» **ZU ERLEDIGENDE AUFGABEN**
1. Suche in den Einträgen jede Zeile, die die Zeichenfolge „target“ enthält, und gib diese Zeilen wieder.
2. Setze bitte den Textauszug über Auskünfte aus dem Verfahrensregister nach seinem letzten Satz fort.

Zur Zeit befinde ich mich in einem kontrovers geführten
Dialog mit dem BMJ zu Art und Inhalt der nach § 495
StPO (§ 477 StPO a. F.) auf Antrag aus dem ZStV zu erteilenden Auskünfte. Hierbei geht es darum, dass die Registerbehörde im Einvernehmen mit der Staatsanwaltschaft, die die personenbezogenen Daten zur Eintragung
in das Verfahrensregister mitgeteilt hat, über den Umfang
der Auskunft zu entscheiden und dabei auch zu berücksichtigen hat, welche sonstigen Rückschlüsse aus der Art
der jeweiligen Auskunft geschlossen werden können. Ich
hoffe, dass dieses Problem in nächster Zeit gelöst werden
kann.

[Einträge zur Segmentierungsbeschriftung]
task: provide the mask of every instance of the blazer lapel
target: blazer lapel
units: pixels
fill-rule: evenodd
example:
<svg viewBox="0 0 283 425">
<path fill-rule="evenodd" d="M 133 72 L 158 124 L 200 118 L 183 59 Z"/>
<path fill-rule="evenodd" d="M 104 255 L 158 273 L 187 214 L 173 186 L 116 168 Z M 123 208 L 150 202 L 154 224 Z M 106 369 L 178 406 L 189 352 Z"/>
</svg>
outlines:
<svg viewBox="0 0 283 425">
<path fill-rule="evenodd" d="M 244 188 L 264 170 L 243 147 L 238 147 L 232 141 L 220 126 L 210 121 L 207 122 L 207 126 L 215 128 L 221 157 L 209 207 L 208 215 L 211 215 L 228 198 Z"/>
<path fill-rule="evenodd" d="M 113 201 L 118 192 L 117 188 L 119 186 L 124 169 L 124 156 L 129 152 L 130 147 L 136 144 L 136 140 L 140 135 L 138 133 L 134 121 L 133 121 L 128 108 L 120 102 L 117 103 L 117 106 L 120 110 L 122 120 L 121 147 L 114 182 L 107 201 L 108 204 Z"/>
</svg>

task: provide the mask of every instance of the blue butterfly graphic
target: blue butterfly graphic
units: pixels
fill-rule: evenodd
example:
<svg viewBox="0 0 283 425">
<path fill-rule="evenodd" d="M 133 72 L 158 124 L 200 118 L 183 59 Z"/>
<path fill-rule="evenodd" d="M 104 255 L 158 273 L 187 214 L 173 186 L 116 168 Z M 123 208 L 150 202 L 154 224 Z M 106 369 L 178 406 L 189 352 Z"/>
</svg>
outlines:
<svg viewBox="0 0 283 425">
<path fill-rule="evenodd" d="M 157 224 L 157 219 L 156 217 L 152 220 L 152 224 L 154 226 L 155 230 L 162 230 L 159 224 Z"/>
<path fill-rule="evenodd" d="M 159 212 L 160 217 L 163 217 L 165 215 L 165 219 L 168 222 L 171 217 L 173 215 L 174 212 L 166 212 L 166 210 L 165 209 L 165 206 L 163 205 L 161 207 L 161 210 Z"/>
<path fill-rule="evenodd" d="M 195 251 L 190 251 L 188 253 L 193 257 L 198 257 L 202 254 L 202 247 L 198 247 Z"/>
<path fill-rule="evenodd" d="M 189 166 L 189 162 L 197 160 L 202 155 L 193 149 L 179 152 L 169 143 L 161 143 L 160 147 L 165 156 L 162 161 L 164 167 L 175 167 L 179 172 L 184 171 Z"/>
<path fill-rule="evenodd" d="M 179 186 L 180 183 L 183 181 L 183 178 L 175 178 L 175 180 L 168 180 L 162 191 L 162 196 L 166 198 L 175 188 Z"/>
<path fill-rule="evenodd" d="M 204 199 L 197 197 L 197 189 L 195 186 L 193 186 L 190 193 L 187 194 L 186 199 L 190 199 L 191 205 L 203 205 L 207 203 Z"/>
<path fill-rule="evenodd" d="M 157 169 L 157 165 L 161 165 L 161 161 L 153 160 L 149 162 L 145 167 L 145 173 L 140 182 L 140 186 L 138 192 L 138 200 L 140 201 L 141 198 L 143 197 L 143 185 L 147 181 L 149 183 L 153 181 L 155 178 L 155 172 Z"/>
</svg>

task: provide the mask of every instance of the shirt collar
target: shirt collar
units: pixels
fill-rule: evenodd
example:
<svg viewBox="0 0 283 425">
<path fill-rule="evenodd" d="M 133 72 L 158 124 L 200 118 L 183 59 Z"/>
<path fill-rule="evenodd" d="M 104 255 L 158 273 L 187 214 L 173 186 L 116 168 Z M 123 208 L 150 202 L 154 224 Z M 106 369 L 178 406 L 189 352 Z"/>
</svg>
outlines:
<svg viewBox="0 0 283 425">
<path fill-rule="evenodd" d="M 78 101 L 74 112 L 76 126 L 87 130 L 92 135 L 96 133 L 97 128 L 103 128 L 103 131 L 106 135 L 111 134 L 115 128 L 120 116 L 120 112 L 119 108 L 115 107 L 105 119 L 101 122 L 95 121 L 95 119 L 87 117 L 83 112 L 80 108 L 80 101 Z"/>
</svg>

» **ANTWORTEN**
1.
target: blazer lapel
target: blue butterfly graphic
target: shirt collar

2.
6.12
Generalbundesanwalt beim
Bundesgerichtshof
Beim Generalbundesanwalt (GBA) beim Bundesgerichtshof habe ich mir ein Bild über den dortigen Umgang mit
besonders schutzwürdigen personenbezogenen Daten
verschafft. Thematische Schwerpunkte meines Besuches
waren die Anordnung und Durchführung von Telefonüberwachungsmaßnahmen nach § 100 a StPO, insbesondere die Benachrichtigung der Beteiligten nach § 101
Abs. 1 StPO und die Vernichtung der Unterlagen nach
§ 100b Abs. 6 StPO.
Nach § 101 Abs. 1 StPO sind bei einer Überwachung der
Telekommunikation die Beteiligten zu benachrichtigen,
sobald dies ohne Gefährdung des Untersuchungszwecks,
der öffentlichen Sicherheit, von Leib oder Leben einer
Person sowie der Möglichkeit der weiteren Verwendung
eines eingesetzten nicht offen ermittelnden Beamten geschehen kann.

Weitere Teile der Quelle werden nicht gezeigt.